● What this task involves: Present the data below as a JSON list of strings, one string per line, skipping any blank lines.

Object point labels
____

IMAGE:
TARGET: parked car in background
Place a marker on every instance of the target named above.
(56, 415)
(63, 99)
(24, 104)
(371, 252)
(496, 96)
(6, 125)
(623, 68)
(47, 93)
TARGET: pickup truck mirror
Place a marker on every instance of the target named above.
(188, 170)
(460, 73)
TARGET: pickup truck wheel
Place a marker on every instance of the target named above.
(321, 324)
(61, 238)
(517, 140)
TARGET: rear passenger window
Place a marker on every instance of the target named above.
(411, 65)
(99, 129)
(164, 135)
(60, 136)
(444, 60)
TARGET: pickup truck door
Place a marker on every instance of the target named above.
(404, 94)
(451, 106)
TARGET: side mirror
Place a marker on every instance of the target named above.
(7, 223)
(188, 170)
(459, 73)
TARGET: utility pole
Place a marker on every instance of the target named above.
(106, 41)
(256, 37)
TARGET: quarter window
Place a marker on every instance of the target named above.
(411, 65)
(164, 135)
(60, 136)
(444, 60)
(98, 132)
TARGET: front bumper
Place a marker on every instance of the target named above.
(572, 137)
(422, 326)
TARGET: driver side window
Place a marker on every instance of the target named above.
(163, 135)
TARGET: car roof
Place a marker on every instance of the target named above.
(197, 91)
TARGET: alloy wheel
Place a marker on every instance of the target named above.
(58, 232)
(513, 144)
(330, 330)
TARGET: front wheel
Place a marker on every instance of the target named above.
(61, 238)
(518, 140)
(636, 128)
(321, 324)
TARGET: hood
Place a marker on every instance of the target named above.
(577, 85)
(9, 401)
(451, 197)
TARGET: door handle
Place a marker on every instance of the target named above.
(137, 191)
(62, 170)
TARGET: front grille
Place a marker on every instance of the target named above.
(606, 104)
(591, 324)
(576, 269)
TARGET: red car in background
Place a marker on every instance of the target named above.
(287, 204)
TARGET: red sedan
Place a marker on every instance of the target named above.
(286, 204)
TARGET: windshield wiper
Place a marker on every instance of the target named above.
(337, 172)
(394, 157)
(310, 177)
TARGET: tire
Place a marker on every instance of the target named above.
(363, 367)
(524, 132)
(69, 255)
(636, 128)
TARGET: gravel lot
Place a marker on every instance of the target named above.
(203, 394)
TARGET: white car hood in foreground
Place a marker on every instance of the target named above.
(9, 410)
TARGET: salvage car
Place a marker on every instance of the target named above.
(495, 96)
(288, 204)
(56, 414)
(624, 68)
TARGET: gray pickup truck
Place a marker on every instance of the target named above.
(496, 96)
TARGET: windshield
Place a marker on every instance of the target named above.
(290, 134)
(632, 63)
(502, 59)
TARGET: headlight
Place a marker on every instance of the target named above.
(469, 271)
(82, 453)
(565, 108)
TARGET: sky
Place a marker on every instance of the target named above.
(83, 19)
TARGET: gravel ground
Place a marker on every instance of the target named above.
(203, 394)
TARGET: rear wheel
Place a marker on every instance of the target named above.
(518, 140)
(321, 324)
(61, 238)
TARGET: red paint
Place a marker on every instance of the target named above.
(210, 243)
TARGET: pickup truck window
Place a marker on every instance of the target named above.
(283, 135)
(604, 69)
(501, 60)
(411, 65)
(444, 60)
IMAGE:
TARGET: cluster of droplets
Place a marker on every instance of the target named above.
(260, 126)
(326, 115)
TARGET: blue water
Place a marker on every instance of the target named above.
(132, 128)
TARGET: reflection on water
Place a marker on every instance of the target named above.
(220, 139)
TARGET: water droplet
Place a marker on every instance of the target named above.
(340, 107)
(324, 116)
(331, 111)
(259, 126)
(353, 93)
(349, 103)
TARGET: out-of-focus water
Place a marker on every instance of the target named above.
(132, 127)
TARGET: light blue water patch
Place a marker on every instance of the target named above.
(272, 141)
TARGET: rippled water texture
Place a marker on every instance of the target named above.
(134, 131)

____

● In response:
[
  "IMAGE:",
  "TARGET: parked car in background",
  "Place a marker on every instance of the target named above.",
  "(56, 415)",
  "(63, 99)",
  "(24, 104)",
  "(371, 252)",
  "(496, 96)",
  "(6, 125)",
  "(623, 68)",
  "(47, 93)",
  "TARGET: pickup truck mirror",
  "Place a marker on every instance of the target named above.",
  "(188, 170)",
  "(460, 73)",
  "TARGET: pickup truck wheel",
  "Place a marker on every instance of the target named above.",
  "(321, 324)",
  "(61, 238)",
  "(517, 140)",
  "TARGET: rear passenger window",
  "Place a marker on every instance of the target named above.",
  "(411, 65)",
  "(99, 129)",
  "(164, 135)",
  "(60, 136)",
  "(444, 60)",
  "TARGET: pickup truck door",
  "Place a marker on every instance of the target named above.",
  "(404, 94)",
  "(451, 106)",
  "TARGET: side mirror",
  "Place a marker on every instance of the target named above.",
  "(7, 223)",
  "(188, 170)",
  "(459, 73)",
  "TARGET: utility pole",
  "Place a marker on every instance of the target named above.",
  "(106, 41)",
  "(256, 37)",
  "TARGET: quarter window",
  "Place a marker on every instance of the target named above.",
  "(411, 65)",
  "(164, 135)",
  "(60, 136)",
  "(444, 60)",
  "(98, 132)",
  "TARGET: front bumper",
  "Place a marker on every instance of the target named above.",
  "(572, 137)",
  "(422, 326)",
  "TARGET: driver side window",
  "Place a marker on every instance of the target named above.",
  "(163, 135)",
  "TARGET: car roof",
  "Place a marker on every instance of the target named above.",
  "(197, 91)",
  "TARGET: alloy wheel",
  "Place a marker on every instance of the target named above.",
  "(58, 232)",
  "(513, 144)",
  "(330, 330)",
  "TARGET: front wheel",
  "Place a marker on every instance of the target named above.",
  "(61, 238)",
  "(518, 140)",
  "(636, 128)",
  "(321, 324)",
  "TARGET: hood",
  "Place a marker on every instance of the target named above.",
  "(577, 85)",
  "(9, 401)",
  "(451, 197)",
  "TARGET: door handle",
  "Place a marker on every instance of the target named above.",
  "(137, 191)",
  "(62, 170)",
  "TARGET: front grille",
  "Place a marker on every instance of the target named above.",
  "(606, 104)",
  "(591, 324)",
  "(576, 269)",
  "TARGET: red car in background",
  "Place a marker on every instance of the target named above.",
  "(287, 204)",
  "TARGET: red sedan",
  "Place a marker on every instance of the target named above.",
  "(286, 204)",
  "TARGET: windshield wiper",
  "Place a marker on every instance of the target named above.",
  "(337, 172)",
  "(394, 157)",
  "(310, 177)",
  "TARGET: tire",
  "Place a marker on every instance of the target named above.",
  "(363, 367)",
  "(524, 132)",
  "(69, 255)",
  "(636, 128)",
  "TARGET: gravel lot",
  "Place a marker on every instance of the target named above.",
  "(203, 394)",
  "TARGET: white car hood in foreground",
  "Place a marker on every instance of the target named above.",
  "(9, 410)",
  "TARGET: salvage car",
  "Place a marker on every instance of the target named above.",
  "(495, 96)",
  "(288, 204)",
  "(56, 414)",
  "(624, 68)",
  "TARGET: gray pickup truck",
  "Place a marker on every instance of the target named above.",
  "(496, 96)",
  "TARGET: windshield",
  "Place a marker on every instance of the target named above.",
  "(290, 134)",
  "(632, 63)",
  "(502, 59)",
  "TARGET: headlight",
  "Place a marker on every instance of the target named above.",
  "(469, 271)",
  "(82, 453)",
  "(565, 108)",
  "TARGET: sky",
  "Place a marker on every instance of the target named above.",
  "(83, 19)",
  "TARGET: gravel ground",
  "Place a marker on every instance of the target named above.",
  "(203, 394)",
  "TARGET: rear wheel",
  "Place a marker on every instance of the target named above.",
  "(518, 140)",
  "(321, 324)",
  "(61, 238)",
  "TARGET: red paint",
  "Place a marker on every instance of the target named above.",
  "(210, 243)",
  "TARGET: pickup truck window",
  "Place a marker on every instance of the target named above.",
  "(283, 135)",
  "(604, 69)",
  "(501, 60)",
  "(411, 65)",
  "(444, 60)",
  "IMAGE:",
  "TARGET: cluster of droplets",
  "Place a marker on every instance of the target named above.",
  "(260, 126)",
  "(326, 115)",
  "TARGET: blue water",
  "Place a marker on every instance of the target named above.",
  "(132, 128)",
  "TARGET: reflection on water",
  "Place a marker on every instance of the target named above.",
  "(220, 139)",
  "TARGET: water droplet",
  "Place a marker on every instance of the target named above.",
  "(340, 107)",
  "(324, 116)",
  "(331, 111)",
  "(259, 126)",
  "(353, 93)",
  "(349, 103)",
  "TARGET: out-of-focus water",
  "Place a marker on every instance of the target named above.",
  "(132, 127)",
  "TARGET: light blue water patch",
  "Place a marker on every instance of the target named above.",
  "(272, 141)",
  "TARGET: rippled water texture",
  "Place a marker on every instance of the target named above.",
  "(134, 131)"
]